● SOURCE MATERIAL
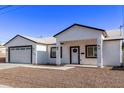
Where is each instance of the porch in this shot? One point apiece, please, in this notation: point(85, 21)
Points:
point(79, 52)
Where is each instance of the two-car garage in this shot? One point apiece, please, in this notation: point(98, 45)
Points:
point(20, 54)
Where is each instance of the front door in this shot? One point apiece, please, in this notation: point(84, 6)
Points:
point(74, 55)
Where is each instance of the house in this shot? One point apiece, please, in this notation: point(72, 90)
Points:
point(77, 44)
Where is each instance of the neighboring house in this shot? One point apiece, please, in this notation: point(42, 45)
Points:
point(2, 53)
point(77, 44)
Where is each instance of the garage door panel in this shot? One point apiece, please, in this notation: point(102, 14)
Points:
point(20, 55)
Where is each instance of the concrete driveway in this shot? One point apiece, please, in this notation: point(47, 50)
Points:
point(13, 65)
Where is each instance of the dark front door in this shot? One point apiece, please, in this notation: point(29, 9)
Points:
---
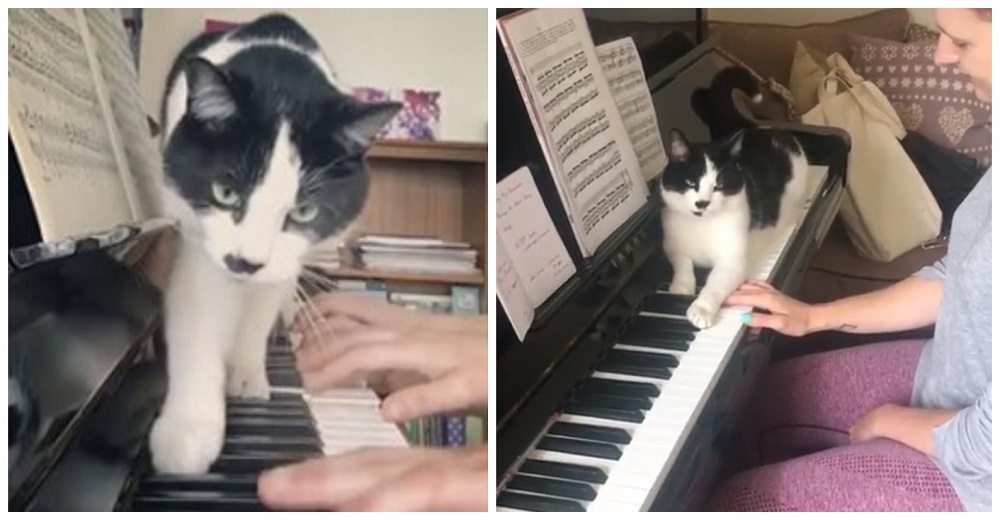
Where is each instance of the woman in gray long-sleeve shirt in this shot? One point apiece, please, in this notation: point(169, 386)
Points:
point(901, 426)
---
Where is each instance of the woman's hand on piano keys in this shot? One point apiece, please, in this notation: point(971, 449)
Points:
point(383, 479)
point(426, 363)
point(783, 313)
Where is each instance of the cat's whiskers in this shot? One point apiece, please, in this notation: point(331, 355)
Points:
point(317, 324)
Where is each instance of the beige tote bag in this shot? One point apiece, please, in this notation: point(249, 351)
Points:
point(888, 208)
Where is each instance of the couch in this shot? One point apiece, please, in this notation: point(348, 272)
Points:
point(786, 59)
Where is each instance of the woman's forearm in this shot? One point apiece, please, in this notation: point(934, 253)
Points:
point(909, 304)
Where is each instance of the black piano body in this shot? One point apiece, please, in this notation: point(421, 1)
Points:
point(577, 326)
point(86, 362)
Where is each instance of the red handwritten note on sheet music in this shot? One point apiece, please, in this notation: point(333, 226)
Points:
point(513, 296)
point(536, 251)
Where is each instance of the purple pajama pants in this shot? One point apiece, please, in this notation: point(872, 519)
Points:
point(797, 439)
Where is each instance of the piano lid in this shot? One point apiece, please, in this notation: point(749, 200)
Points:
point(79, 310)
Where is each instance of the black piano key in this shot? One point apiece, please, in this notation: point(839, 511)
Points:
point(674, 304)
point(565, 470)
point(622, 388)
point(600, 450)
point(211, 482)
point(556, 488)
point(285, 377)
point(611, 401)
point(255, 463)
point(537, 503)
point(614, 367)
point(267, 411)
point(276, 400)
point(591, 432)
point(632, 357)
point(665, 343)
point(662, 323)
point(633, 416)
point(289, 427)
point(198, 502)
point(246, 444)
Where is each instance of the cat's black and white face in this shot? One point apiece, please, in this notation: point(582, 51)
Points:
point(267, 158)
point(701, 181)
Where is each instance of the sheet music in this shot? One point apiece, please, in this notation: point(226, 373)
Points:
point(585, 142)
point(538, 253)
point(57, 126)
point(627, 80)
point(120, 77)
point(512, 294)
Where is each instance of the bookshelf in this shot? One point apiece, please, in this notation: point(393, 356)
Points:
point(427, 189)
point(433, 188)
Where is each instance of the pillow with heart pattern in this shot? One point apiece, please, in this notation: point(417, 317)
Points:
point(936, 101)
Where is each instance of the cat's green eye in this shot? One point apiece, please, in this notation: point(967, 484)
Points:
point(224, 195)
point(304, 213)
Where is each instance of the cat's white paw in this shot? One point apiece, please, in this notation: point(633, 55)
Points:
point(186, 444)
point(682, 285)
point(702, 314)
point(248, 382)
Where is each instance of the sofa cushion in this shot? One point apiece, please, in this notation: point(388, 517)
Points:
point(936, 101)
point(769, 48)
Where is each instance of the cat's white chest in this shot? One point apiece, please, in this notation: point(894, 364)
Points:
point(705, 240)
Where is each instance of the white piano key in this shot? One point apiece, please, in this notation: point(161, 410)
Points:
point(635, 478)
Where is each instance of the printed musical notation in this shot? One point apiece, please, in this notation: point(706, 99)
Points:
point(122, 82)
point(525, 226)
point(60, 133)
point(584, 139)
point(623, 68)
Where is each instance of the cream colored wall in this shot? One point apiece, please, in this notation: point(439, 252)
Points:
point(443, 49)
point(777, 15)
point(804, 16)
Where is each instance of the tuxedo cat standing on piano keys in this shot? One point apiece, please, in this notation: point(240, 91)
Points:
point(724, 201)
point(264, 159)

● WHAT THIS TASK INVOLVES
Rewrite the items starting at the line containing "Where is each instance of the beige" and ending at the line containing "point(536, 251)" as a JSON list of strings, with one string per line and blank lines omitted.

● ANSWER BELOW
[
  "Where is each instance of the beige tote bag in this shot? One point apiece, please, in this notation: point(249, 351)",
  "Points:",
  "point(888, 208)",
  "Where is each instance of the couch in this shot? One point apiece, please, in this notation: point(348, 272)",
  "Points:",
  "point(786, 59)",
  "Where is each instance of the woman's forearm in this shot? One point apiece, please, in this notation: point(934, 253)",
  "Points:",
  "point(909, 304)",
  "Where is each instance of the black piano body in this shot? One point apiece, please, in this notation: point(421, 1)",
  "Points:",
  "point(577, 326)",
  "point(86, 362)",
  "Where is each instance of the red handwritten note on sheet music in this shot? One point apiece, please, in this notation: point(333, 226)",
  "Points:",
  "point(513, 296)",
  "point(536, 251)"
]